EXTRACTED RECORDS:
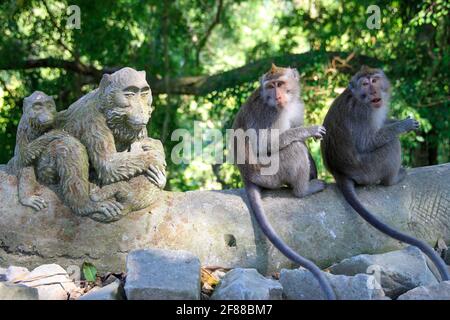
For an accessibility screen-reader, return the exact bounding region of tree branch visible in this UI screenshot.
[195,0,223,66]
[0,51,386,96]
[42,0,73,54]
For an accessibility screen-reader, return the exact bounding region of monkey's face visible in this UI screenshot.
[261,68,300,109]
[25,99,56,130]
[106,81,152,131]
[351,72,389,109]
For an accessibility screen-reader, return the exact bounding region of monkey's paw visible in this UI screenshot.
[20,196,47,211]
[91,200,123,222]
[309,126,327,139]
[145,166,167,189]
[402,117,420,132]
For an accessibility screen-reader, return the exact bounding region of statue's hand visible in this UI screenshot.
[20,196,47,211]
[91,200,123,222]
[144,165,167,189]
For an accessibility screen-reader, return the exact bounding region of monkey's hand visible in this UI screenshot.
[400,117,420,132]
[145,166,167,189]
[90,200,123,222]
[20,196,47,211]
[308,126,327,140]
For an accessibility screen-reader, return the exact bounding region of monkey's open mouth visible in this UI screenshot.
[370,98,381,108]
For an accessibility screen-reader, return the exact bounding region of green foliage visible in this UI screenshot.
[0,0,450,190]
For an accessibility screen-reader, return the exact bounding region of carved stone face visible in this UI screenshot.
[23,91,56,131]
[100,68,152,140]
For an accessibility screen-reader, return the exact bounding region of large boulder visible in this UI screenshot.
[329,247,438,298]
[280,268,385,300]
[125,249,200,300]
[0,282,39,300]
[0,164,450,275]
[398,281,450,300]
[211,268,283,300]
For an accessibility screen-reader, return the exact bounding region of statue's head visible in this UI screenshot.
[99,68,152,138]
[23,91,56,131]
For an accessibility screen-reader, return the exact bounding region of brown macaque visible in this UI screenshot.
[321,66,449,280]
[232,65,335,299]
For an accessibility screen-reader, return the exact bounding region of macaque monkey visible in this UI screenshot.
[321,66,449,280]
[233,64,336,299]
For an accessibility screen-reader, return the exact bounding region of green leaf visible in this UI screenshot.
[81,262,97,282]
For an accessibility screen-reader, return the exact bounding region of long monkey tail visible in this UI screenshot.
[336,177,450,281]
[245,182,336,300]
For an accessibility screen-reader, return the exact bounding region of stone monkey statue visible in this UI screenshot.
[57,68,166,222]
[8,91,67,211]
[8,91,124,219]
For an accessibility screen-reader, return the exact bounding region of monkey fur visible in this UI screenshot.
[233,65,336,299]
[321,66,449,280]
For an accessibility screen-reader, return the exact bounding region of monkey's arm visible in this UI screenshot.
[19,130,68,167]
[259,126,326,154]
[364,118,419,152]
[80,123,162,185]
[17,167,47,211]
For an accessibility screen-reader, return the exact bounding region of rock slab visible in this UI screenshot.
[0,282,39,300]
[78,280,125,300]
[329,246,438,298]
[397,281,450,300]
[280,268,385,300]
[211,268,283,300]
[0,164,450,275]
[125,249,200,300]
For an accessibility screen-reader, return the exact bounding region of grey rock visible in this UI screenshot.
[280,268,385,300]
[397,281,450,300]
[125,249,200,300]
[0,282,39,300]
[78,280,125,300]
[0,164,450,275]
[5,266,30,282]
[0,268,6,281]
[211,268,283,300]
[329,246,438,298]
[17,264,78,300]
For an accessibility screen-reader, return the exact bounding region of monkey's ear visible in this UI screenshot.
[269,62,278,73]
[99,73,112,91]
[291,68,300,80]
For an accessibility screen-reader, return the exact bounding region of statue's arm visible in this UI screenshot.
[81,123,161,185]
[17,166,47,211]
[19,130,68,167]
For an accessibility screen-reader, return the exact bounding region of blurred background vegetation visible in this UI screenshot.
[0,0,450,191]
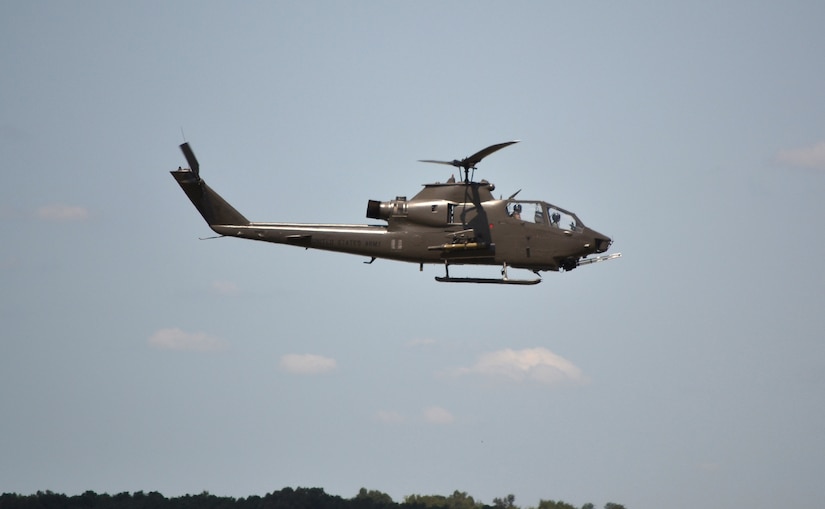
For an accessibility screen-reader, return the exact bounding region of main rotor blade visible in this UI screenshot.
[419,140,519,171]
[461,140,519,168]
[418,159,461,168]
[180,142,200,175]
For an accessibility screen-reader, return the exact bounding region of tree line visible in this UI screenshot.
[0,488,625,509]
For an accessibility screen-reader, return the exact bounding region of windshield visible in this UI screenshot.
[507,200,584,231]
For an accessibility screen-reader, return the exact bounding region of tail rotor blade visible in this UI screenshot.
[180,143,200,175]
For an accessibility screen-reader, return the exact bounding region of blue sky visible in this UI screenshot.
[0,1,825,508]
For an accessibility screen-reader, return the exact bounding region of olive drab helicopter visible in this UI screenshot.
[171,141,621,285]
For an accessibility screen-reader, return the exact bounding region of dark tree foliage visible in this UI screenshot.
[0,488,625,509]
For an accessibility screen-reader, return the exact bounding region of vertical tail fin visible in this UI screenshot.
[171,143,249,230]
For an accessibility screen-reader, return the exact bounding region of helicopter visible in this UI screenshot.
[171,140,621,285]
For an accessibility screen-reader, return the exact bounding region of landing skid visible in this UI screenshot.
[435,263,541,285]
[435,276,541,285]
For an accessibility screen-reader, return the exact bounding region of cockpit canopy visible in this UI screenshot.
[507,200,584,231]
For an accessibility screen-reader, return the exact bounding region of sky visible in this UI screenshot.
[0,0,825,509]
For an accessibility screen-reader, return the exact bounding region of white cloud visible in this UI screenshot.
[280,353,337,375]
[776,141,825,169]
[458,347,587,384]
[149,327,226,352]
[37,204,89,221]
[424,406,455,424]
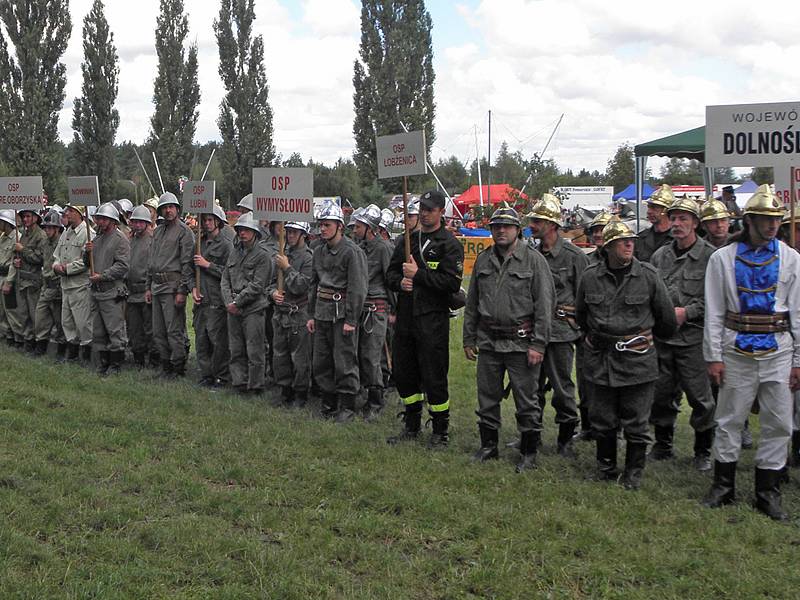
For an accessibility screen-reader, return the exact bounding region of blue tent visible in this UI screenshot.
[612,183,655,200]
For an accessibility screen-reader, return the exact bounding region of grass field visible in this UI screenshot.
[0,322,800,599]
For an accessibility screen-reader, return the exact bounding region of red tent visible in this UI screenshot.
[454,183,528,213]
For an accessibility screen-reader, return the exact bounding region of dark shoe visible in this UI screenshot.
[514,431,541,473]
[622,442,647,491]
[648,425,675,460]
[702,460,737,508]
[472,425,500,462]
[755,469,789,521]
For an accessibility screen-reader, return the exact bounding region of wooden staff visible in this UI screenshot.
[278,221,286,292]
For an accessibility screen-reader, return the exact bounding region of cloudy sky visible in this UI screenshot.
[60,0,800,171]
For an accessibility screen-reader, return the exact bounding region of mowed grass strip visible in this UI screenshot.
[0,320,800,599]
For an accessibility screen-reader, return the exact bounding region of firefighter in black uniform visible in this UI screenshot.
[386,191,464,448]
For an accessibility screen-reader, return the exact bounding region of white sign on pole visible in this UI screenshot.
[67,175,100,206]
[375,131,428,179]
[0,175,44,212]
[253,167,314,222]
[705,102,800,170]
[183,181,217,215]
[773,165,800,207]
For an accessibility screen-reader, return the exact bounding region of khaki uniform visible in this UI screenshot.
[35,237,66,344]
[192,231,233,383]
[53,221,92,347]
[221,240,273,392]
[269,245,312,398]
[147,219,194,373]
[125,228,155,366]
[7,225,47,344]
[84,227,131,352]
[463,240,555,432]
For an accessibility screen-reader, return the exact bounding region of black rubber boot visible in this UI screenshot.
[693,427,714,472]
[472,425,500,462]
[649,425,675,460]
[320,392,339,419]
[755,469,789,521]
[622,442,647,491]
[514,431,541,473]
[789,431,800,467]
[428,409,450,450]
[556,423,578,458]
[336,394,356,425]
[702,460,737,508]
[386,402,422,445]
[594,431,619,481]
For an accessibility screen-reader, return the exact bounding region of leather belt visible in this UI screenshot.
[725,311,792,333]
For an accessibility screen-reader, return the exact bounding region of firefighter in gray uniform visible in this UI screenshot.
[636,183,675,262]
[353,204,393,422]
[306,203,367,423]
[53,204,92,363]
[125,206,155,369]
[269,221,312,408]
[145,192,194,377]
[575,221,677,490]
[650,198,716,471]
[528,194,588,457]
[463,206,555,473]
[221,213,273,395]
[4,210,47,352]
[84,202,131,375]
[35,210,67,359]
[192,205,233,387]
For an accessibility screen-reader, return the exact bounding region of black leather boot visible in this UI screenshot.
[755,469,789,521]
[514,431,541,473]
[649,425,675,460]
[386,402,422,445]
[693,427,714,472]
[702,460,737,508]
[622,442,647,491]
[594,431,619,481]
[472,425,500,462]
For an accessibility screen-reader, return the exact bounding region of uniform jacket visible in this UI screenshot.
[220,240,273,316]
[386,226,464,317]
[463,240,556,352]
[53,221,89,290]
[128,229,153,304]
[147,219,195,295]
[537,236,589,342]
[575,259,678,387]
[84,227,131,300]
[650,238,716,346]
[308,236,367,327]
[703,242,800,367]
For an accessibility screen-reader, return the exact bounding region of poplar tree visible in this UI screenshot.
[214,0,275,203]
[72,0,119,201]
[353,0,435,188]
[148,0,200,194]
[0,0,72,194]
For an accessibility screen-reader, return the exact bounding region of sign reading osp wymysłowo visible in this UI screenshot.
[67,175,100,206]
[375,131,428,179]
[253,167,314,222]
[705,102,800,167]
[0,175,42,212]
[183,181,216,215]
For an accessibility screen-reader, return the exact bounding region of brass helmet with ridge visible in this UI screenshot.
[603,220,637,246]
[527,194,562,227]
[667,198,700,219]
[700,196,731,223]
[489,202,521,227]
[744,183,786,218]
[647,183,675,208]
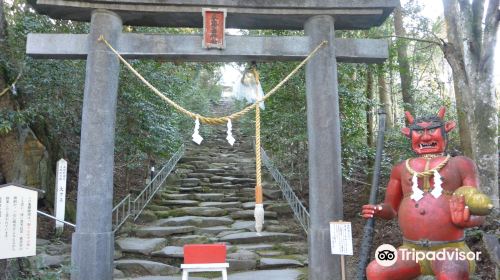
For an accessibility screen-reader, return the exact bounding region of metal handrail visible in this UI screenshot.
[111,194,131,232]
[261,147,311,234]
[111,144,185,232]
[132,145,184,221]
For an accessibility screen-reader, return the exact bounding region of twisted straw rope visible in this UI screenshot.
[98,35,328,125]
[406,155,451,178]
[252,67,262,204]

THE PROBLEM: Copy out each line of the records that contains the word "white", leaving out all other lines.

PROBLEM SOLUTION:
For an accessibility screen-reader, return the exact bounding region of white cloud visible in this UI screenshot.
For an accessibility screen-reader, return the exact bounding region of white sign on pole visible in this UI screenshot.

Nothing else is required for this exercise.